Short task 1:
Answer these about the passage on the woodcut editions, one answer per line, marked (a), (b), (c):
(a) To whose artists and craftsmen does the passage give the palm?
(b) Which psalm has the cut given as an example of the mediocre work?
(c) In which year's edition is the cut that illustrates the heading 'Dixit insipiens'?

Text block:
:::

It is by this touchstone of artistic merit, and not by considerations of quantity that the comparative claims of the two rival editions must be decided; and on the whole there can be no doubt that both for originality of design and for the highest merit in execution the palm must be given to the artists and craftsmen employed by Giunta. Unfortunately in both editions large numbers of the woodcuts were intrusted to cutters quite incompetent to deal with such delicate work. Giunta's illustrations to the Gospels are quite painfully bad, while those of 'Anima Mia' are here only mediocre, his worst craftsman having been employed on some of the middle books of the Old Testament. His worst work is almost as bad as the worst of Giunta's, though less painful, as not introducing the figure of Christ. The proportion of mediocre cuts is far greater, and of these we give (p. 46) a generously chosen example in that prefixed to Psalm lii. It should really be an illustration, it may be imagined, to the text, 'Except the Lord build the house their labour is but vain that build it,' but in any case it is strikingly inferior to the brilliant cut in the 1490 edition, which illustrates the heading 'Dixit insipiens' with all possible cogency.

:::

Given data:
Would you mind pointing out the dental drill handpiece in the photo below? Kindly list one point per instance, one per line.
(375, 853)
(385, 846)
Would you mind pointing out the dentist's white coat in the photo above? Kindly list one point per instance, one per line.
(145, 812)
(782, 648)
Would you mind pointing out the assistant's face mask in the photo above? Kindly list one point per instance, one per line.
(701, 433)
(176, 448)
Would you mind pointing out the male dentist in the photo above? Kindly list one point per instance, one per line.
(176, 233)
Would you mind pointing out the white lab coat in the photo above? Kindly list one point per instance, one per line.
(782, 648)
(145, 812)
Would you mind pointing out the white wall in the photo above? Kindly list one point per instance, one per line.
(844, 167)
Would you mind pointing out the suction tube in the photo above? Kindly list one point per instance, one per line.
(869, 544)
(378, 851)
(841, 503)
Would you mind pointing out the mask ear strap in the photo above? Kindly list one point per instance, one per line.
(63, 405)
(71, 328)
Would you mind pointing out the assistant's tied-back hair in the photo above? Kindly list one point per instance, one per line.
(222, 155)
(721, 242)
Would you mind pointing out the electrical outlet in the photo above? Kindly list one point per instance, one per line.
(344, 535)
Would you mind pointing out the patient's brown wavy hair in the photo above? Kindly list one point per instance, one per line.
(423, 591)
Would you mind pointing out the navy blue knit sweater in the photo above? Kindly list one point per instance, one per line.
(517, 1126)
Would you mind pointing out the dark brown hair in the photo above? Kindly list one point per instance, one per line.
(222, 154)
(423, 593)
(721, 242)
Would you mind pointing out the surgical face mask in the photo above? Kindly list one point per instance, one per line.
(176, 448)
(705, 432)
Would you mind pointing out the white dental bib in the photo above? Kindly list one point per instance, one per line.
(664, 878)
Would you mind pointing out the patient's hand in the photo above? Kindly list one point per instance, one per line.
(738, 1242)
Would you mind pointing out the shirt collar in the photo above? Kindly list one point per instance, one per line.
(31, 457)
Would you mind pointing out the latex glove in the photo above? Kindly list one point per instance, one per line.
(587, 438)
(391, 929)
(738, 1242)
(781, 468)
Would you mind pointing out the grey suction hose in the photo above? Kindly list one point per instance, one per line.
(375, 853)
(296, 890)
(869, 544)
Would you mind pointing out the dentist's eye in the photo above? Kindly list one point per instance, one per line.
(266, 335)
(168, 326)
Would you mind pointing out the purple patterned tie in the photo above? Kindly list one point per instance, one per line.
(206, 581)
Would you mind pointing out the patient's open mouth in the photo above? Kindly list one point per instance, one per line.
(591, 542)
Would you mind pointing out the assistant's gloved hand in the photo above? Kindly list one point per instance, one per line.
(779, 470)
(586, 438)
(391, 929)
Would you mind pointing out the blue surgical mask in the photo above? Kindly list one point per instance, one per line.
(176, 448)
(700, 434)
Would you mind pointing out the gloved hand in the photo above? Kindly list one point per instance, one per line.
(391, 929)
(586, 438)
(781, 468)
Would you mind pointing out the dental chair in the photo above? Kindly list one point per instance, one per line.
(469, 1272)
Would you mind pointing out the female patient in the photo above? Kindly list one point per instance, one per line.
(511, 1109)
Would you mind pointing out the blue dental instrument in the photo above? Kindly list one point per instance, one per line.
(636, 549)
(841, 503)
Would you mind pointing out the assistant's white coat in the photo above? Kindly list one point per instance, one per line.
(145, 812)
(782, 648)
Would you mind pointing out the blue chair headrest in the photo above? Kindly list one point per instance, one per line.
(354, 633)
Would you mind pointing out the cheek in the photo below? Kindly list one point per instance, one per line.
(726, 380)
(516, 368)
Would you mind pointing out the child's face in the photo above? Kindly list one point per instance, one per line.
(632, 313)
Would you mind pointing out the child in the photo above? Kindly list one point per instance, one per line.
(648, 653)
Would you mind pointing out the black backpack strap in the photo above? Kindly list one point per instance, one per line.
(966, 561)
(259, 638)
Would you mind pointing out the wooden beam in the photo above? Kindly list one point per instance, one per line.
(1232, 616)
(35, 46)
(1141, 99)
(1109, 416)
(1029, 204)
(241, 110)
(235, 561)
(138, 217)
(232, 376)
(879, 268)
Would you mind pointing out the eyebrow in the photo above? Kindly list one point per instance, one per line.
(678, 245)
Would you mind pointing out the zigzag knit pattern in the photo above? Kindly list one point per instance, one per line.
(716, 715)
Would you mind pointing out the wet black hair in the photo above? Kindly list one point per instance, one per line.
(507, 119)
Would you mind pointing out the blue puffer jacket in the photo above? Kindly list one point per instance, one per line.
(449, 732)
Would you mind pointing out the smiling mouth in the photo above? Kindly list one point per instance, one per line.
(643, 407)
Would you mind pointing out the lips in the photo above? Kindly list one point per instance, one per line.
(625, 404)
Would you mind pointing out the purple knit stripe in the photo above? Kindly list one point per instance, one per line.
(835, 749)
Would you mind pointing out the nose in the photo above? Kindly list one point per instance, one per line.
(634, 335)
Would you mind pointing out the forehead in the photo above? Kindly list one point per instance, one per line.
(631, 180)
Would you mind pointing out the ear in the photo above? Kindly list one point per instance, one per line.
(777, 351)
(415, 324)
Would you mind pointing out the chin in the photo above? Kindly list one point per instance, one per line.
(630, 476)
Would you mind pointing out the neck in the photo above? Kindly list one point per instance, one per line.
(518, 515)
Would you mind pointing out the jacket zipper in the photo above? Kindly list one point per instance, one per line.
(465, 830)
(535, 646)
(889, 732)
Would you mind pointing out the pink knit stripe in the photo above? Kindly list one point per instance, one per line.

:::

Short task 2: Report every row above that contains the string "chair", copying each such row in full. Case counts.

Solution 1:
(a) The artists and craftsmen employed by Giunta
(b) Psalm lii
(c) 1490

Solution 2:
Would you mind pointing out the dental chair in the photo above? Kindly list one point per instance, one per line.
Would you mind pointing out the blue chair headrest in the photo above? Kindly list one point per instance, one per line.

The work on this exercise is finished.